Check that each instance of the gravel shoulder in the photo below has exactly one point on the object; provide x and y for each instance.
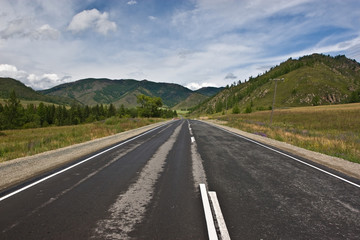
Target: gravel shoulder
(18, 170)
(341, 165)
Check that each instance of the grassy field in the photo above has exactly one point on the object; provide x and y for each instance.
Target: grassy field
(26, 142)
(333, 130)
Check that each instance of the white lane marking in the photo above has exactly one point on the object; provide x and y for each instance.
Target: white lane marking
(219, 216)
(76, 164)
(129, 207)
(208, 215)
(291, 157)
(197, 166)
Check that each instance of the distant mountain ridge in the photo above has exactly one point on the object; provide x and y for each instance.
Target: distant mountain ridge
(92, 91)
(7, 85)
(311, 80)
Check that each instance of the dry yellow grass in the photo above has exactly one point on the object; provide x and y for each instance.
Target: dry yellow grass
(332, 130)
(26, 142)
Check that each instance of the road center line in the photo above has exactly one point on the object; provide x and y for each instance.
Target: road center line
(219, 216)
(76, 164)
(286, 155)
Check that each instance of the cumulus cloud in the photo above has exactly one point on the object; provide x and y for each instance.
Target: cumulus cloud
(92, 19)
(152, 18)
(42, 81)
(196, 86)
(23, 28)
(132, 2)
(230, 76)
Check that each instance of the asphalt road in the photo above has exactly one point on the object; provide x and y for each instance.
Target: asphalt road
(147, 188)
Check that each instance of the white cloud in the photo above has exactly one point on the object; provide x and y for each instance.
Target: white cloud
(196, 86)
(132, 2)
(92, 19)
(230, 76)
(24, 28)
(42, 81)
(152, 18)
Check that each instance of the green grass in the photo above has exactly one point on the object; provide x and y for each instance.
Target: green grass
(333, 130)
(26, 142)
(28, 102)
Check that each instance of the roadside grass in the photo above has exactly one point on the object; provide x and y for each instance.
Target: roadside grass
(333, 130)
(27, 142)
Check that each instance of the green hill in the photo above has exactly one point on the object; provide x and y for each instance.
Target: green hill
(193, 100)
(7, 85)
(209, 91)
(311, 80)
(105, 91)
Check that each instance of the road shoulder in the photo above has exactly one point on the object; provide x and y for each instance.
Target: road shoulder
(17, 170)
(338, 164)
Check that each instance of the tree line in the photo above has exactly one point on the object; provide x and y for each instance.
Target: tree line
(13, 115)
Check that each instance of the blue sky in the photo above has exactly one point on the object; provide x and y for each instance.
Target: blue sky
(194, 43)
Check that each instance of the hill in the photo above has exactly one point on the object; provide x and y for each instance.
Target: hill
(105, 91)
(193, 100)
(311, 80)
(7, 85)
(209, 91)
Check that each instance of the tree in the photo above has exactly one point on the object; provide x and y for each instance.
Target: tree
(13, 112)
(149, 106)
(111, 111)
(236, 109)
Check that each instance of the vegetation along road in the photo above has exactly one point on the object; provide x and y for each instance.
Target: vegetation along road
(147, 187)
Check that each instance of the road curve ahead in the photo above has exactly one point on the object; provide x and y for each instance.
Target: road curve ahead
(148, 188)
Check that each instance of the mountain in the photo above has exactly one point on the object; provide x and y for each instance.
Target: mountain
(193, 100)
(93, 91)
(310, 80)
(7, 85)
(209, 91)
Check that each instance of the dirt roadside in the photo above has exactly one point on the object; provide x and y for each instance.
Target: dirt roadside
(341, 165)
(21, 169)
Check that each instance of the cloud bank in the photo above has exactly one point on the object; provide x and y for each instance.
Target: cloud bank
(195, 43)
(92, 20)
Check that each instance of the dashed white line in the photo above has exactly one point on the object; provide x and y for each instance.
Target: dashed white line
(208, 214)
(219, 216)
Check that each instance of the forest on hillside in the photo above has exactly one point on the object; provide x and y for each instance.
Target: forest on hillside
(13, 115)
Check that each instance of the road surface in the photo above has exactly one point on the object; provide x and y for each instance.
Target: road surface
(148, 188)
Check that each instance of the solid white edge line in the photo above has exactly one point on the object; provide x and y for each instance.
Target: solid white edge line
(219, 216)
(208, 214)
(77, 164)
(286, 155)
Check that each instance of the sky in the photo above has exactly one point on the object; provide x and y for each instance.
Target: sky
(195, 43)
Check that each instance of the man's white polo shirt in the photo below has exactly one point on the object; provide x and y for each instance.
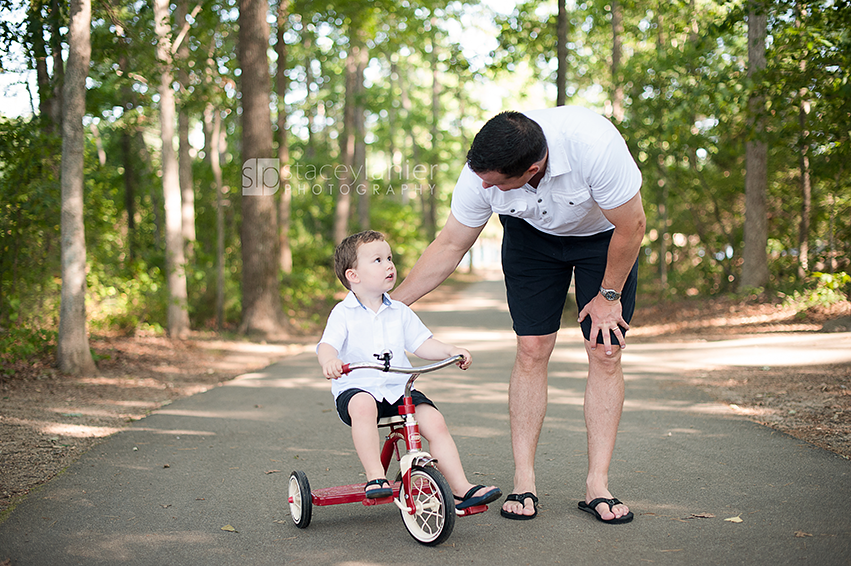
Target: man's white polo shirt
(589, 168)
(358, 333)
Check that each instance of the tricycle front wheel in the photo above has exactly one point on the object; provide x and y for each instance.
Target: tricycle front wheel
(301, 503)
(434, 519)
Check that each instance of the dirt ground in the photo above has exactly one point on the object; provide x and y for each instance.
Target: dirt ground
(48, 420)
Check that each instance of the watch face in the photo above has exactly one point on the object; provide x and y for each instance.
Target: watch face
(610, 294)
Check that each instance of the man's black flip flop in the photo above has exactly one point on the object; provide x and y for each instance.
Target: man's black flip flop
(592, 508)
(520, 498)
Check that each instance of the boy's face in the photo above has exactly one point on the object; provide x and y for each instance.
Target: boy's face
(374, 271)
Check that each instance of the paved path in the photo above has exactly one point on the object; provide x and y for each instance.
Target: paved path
(159, 492)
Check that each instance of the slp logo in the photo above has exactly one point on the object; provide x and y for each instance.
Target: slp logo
(261, 177)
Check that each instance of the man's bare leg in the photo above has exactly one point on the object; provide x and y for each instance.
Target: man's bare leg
(527, 406)
(604, 394)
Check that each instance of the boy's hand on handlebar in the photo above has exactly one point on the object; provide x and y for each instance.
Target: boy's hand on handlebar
(468, 358)
(333, 369)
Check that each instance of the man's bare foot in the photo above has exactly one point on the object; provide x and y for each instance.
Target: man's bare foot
(520, 506)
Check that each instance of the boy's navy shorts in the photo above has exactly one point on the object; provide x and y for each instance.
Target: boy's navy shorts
(385, 409)
(538, 269)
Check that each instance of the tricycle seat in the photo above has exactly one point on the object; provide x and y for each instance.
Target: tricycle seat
(389, 421)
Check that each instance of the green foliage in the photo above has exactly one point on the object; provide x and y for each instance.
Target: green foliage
(825, 289)
(19, 344)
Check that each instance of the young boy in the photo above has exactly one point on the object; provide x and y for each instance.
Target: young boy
(366, 323)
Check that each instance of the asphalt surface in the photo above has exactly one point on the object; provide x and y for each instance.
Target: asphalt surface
(160, 491)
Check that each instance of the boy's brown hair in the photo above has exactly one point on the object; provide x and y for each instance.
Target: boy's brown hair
(346, 254)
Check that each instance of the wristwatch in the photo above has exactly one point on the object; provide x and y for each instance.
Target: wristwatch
(610, 294)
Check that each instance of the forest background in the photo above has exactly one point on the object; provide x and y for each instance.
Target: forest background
(224, 148)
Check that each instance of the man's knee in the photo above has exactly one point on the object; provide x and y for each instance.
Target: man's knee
(601, 362)
(535, 349)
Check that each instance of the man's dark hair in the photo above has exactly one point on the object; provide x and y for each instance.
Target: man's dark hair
(509, 143)
(346, 254)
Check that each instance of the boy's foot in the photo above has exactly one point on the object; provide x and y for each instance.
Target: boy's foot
(485, 496)
(378, 492)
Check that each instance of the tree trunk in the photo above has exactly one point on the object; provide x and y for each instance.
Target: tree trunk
(261, 299)
(804, 164)
(430, 212)
(175, 260)
(755, 264)
(286, 257)
(310, 148)
(187, 187)
(617, 53)
(561, 53)
(56, 24)
(72, 352)
(806, 193)
(215, 152)
(348, 139)
(359, 159)
(35, 31)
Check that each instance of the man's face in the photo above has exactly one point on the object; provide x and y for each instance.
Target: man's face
(504, 183)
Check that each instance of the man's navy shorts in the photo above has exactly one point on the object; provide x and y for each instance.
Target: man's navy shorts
(538, 269)
(385, 409)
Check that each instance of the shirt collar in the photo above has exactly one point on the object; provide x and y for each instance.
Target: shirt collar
(352, 301)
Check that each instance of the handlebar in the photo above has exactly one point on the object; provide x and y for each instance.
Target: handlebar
(347, 368)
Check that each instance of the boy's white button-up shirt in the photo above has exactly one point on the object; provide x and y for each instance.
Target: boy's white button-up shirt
(358, 333)
(589, 168)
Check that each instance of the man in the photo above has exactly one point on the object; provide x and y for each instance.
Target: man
(566, 190)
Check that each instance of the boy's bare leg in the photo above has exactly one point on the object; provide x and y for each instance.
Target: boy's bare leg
(527, 406)
(604, 394)
(442, 446)
(364, 414)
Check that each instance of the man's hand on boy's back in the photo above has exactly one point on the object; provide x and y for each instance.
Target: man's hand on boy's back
(333, 369)
(468, 358)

* Exercise goal
What is the number of lines in the listing that hold "below"? Give that number and nothing more.

* Written reply
2